** start PROVIDED DATA **
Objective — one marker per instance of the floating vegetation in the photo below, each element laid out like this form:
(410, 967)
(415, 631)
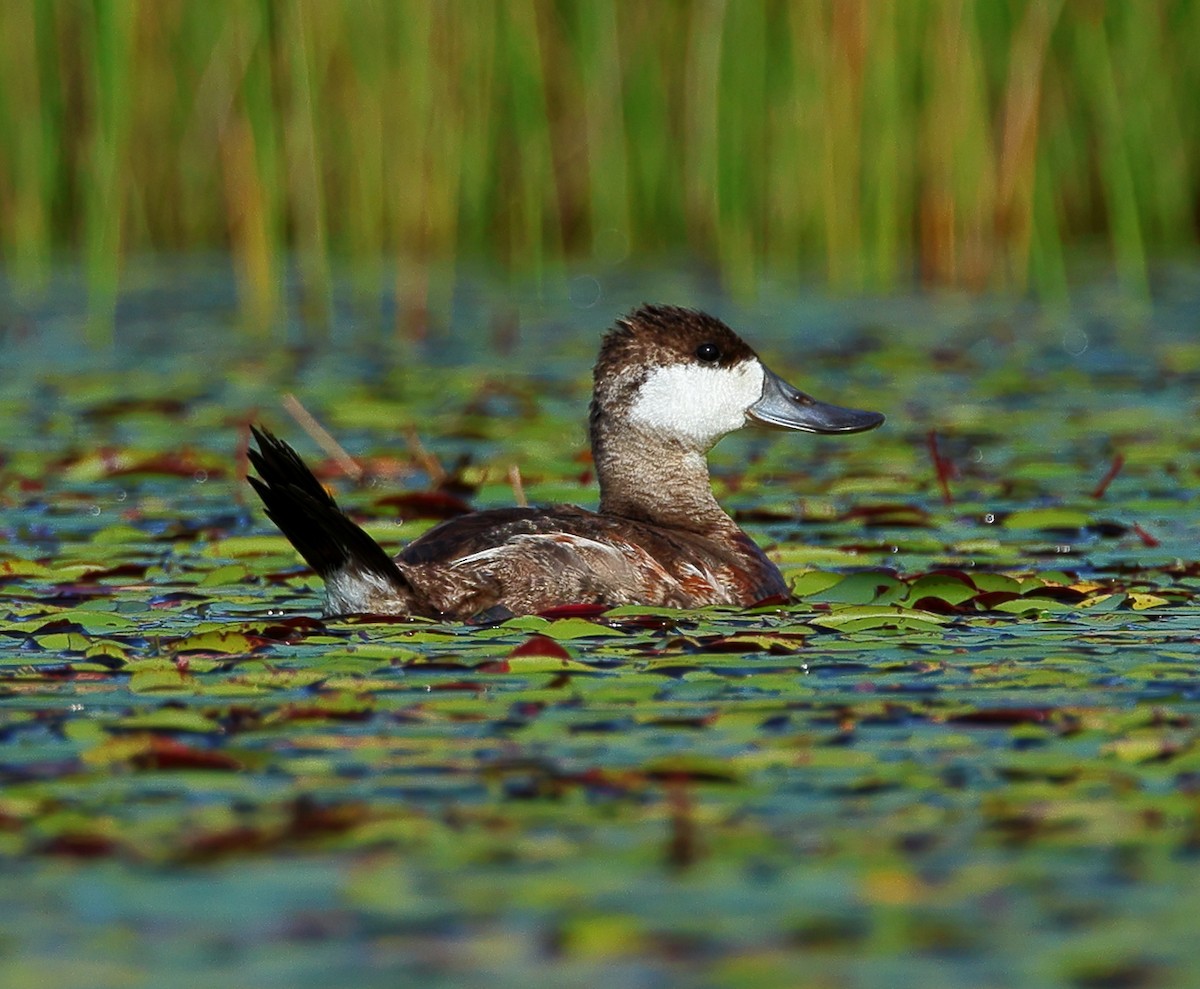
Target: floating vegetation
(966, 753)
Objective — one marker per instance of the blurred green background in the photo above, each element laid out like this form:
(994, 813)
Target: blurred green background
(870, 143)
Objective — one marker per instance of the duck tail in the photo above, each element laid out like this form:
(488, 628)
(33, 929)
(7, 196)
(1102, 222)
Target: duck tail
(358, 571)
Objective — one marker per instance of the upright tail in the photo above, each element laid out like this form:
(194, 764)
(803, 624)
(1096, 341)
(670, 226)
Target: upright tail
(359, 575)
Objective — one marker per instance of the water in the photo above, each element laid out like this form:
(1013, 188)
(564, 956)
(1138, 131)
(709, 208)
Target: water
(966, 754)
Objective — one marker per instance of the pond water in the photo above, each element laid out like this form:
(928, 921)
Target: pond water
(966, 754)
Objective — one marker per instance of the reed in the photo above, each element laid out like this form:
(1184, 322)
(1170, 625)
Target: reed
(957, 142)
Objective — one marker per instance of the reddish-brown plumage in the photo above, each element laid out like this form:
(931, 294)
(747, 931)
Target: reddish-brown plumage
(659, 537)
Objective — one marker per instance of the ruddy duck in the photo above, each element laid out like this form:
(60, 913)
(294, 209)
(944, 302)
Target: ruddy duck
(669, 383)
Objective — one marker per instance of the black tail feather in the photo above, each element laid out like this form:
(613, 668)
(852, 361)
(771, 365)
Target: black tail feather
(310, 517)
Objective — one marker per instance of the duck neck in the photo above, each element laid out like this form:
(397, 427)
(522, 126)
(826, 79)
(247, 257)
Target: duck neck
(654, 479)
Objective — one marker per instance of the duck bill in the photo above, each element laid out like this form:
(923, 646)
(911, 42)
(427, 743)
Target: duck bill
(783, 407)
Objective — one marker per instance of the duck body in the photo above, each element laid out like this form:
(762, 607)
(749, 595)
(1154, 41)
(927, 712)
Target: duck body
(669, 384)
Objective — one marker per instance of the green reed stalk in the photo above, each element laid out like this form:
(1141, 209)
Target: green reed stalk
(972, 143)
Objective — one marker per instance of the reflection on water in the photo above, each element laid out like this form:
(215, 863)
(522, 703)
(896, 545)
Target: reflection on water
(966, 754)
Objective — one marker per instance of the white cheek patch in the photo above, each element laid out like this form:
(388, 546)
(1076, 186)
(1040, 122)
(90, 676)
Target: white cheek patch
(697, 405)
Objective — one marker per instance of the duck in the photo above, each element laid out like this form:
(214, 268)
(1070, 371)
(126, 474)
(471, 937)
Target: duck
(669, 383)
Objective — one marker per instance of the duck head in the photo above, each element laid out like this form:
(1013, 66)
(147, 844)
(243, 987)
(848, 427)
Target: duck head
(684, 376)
** end PROVIDED DATA **
** start PROVIDED DATA **
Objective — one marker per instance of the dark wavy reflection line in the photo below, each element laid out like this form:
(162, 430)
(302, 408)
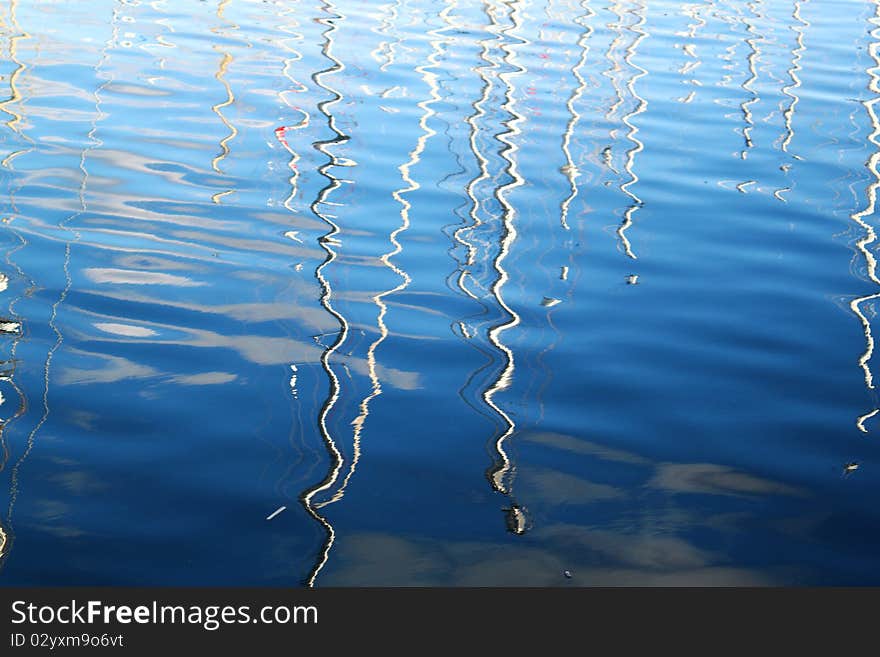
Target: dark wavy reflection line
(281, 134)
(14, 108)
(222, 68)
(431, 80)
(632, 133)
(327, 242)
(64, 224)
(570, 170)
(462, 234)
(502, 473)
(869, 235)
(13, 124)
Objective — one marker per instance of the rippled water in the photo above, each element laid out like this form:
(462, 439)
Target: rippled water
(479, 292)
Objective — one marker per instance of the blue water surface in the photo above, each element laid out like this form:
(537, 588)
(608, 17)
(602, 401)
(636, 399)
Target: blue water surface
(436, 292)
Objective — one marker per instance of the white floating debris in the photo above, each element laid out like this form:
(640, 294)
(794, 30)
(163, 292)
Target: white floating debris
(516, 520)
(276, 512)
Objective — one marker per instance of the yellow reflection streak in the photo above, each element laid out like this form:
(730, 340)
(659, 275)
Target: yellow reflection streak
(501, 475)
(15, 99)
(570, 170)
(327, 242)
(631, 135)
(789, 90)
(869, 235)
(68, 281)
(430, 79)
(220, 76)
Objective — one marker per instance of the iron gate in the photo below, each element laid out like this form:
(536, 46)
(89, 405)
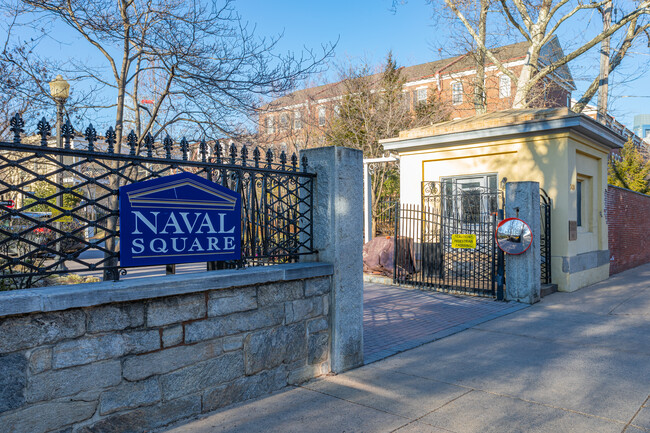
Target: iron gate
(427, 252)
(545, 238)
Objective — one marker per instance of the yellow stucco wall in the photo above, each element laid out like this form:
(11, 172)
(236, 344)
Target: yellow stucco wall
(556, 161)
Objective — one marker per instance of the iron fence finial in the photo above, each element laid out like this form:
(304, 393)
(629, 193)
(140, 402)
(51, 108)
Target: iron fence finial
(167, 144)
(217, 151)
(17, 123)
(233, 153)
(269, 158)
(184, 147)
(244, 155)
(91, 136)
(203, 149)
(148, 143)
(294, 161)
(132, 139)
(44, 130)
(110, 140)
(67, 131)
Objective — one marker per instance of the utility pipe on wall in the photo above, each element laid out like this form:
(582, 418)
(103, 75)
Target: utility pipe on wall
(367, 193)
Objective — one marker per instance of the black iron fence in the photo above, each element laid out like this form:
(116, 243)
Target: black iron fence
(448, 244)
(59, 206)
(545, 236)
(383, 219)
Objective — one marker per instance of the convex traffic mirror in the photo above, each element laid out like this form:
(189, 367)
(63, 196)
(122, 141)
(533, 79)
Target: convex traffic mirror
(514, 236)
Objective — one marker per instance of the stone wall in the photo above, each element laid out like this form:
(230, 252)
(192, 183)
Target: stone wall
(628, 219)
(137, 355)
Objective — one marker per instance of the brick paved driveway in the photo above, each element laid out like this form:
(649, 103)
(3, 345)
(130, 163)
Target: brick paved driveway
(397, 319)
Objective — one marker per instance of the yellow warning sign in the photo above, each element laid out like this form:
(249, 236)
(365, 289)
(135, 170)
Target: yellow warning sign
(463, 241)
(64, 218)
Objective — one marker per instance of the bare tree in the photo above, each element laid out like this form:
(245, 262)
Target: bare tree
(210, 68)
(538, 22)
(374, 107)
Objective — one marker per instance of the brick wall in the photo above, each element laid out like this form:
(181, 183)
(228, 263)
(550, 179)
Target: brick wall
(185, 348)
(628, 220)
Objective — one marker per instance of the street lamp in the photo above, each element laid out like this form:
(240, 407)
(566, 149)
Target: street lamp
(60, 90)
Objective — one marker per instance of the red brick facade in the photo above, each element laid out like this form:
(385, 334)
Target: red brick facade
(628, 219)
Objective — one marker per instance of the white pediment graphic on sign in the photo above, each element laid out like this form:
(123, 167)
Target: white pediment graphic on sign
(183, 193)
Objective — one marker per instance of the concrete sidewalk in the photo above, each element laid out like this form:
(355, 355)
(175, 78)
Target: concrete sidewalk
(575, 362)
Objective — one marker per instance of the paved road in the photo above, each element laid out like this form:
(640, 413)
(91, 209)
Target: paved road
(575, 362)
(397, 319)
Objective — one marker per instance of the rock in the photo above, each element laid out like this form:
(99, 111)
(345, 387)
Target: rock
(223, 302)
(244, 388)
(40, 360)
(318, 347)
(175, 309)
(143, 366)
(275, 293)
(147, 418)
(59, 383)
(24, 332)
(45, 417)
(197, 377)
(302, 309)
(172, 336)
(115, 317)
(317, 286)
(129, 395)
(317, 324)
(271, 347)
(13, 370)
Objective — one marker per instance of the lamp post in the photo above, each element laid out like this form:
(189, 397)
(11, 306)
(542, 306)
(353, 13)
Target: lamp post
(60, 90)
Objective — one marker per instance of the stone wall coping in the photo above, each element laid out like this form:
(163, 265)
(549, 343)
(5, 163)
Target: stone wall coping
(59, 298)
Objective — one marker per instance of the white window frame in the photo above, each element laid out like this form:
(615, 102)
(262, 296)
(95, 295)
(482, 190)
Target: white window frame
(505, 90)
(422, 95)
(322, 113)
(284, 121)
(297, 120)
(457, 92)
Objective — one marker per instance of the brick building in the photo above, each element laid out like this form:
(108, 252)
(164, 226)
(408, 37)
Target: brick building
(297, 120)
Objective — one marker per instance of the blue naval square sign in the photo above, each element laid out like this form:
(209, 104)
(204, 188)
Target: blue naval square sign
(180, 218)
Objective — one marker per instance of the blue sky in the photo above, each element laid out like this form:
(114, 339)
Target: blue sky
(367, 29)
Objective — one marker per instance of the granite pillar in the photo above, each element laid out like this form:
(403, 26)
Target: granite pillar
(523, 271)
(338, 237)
** end PROVIDED DATA **
WHAT TO DO: Filter the lines above, keeping every line that contains the string "road", with case taken into account.

COMPLETED EXERCISE:
Objective — one marker per instance of the paved road in the photo above, each element laid out like this form:
Target: paved road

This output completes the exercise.